■ WHAT IS REQUIRED: Select every line of the material below that contains the word "trunk", matching case exactly.

■ SUPPLIED MATERIAL:
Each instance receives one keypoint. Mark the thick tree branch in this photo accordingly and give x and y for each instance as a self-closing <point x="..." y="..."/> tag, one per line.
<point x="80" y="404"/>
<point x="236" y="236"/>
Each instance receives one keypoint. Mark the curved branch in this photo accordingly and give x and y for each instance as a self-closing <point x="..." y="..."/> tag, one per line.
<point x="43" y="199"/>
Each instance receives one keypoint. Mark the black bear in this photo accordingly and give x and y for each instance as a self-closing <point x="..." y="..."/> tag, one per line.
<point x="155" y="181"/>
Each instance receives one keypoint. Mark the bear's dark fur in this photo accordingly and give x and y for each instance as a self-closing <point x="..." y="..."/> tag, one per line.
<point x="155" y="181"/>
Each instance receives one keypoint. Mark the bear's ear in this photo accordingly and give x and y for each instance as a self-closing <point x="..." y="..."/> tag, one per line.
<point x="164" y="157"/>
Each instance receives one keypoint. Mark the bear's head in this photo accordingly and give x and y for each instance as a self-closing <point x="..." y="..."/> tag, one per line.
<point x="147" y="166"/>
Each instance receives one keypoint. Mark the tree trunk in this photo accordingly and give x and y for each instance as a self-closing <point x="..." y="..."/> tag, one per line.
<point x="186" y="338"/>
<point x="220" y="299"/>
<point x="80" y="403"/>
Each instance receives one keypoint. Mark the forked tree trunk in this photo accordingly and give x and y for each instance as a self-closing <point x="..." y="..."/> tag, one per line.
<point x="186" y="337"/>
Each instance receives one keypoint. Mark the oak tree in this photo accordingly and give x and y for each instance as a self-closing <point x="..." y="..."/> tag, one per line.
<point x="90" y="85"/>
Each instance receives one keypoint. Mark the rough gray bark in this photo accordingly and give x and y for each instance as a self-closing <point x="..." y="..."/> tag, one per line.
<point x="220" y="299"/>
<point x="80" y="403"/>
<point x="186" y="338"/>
---
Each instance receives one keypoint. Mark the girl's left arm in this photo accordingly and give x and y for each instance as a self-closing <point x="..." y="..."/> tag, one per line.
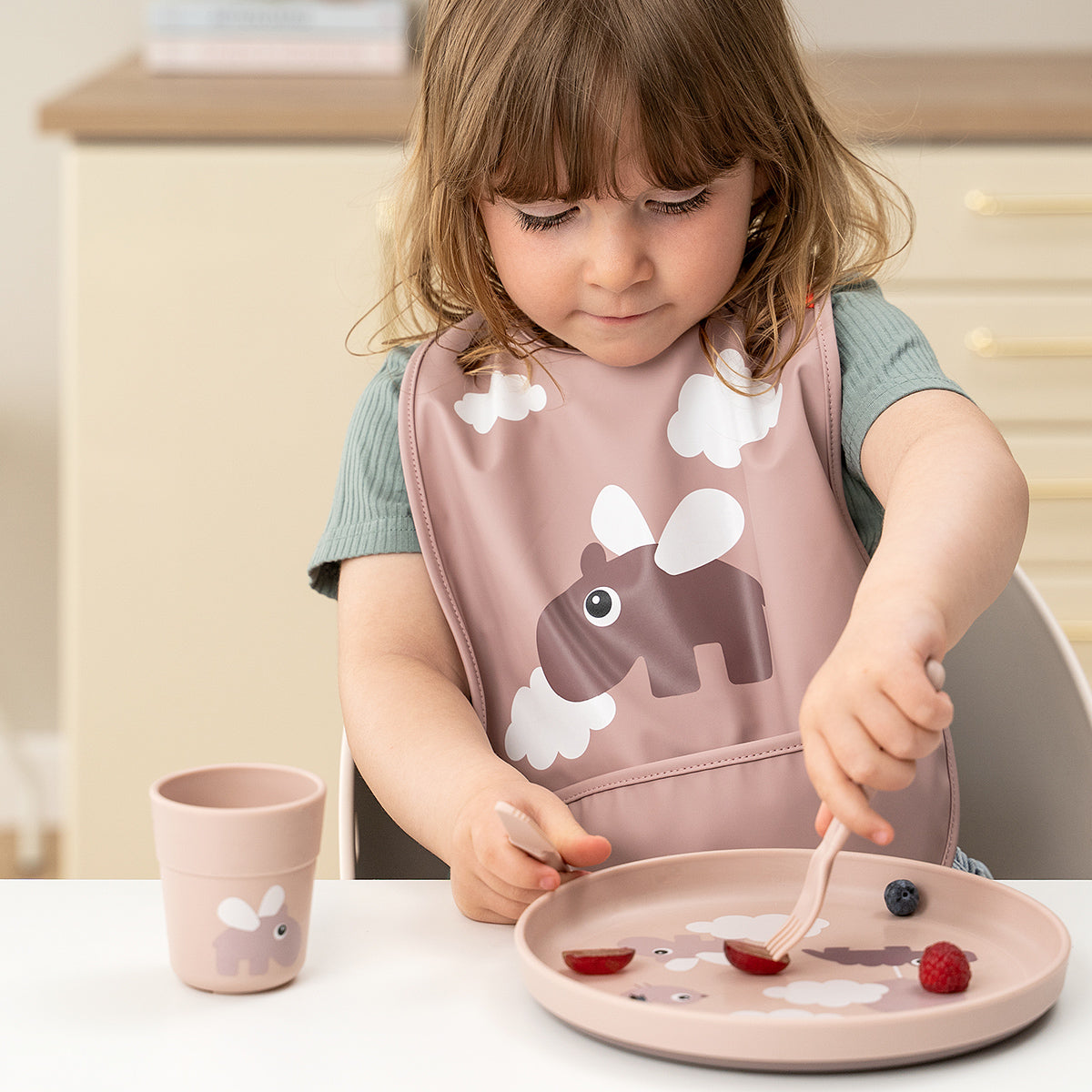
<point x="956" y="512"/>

■ THE SOLUTION:
Each instance receives one keypoint. Mark the tree trunk in this photo accordingly and give x and y for each instance as a self-closing <point x="..." y="..."/> tag, one per line.
Each instance receives one keypoint. Mark the forked tree trunk in this photo accordingly and give x and y for each instance as a self-closing <point x="..." y="..."/> tag, one per line.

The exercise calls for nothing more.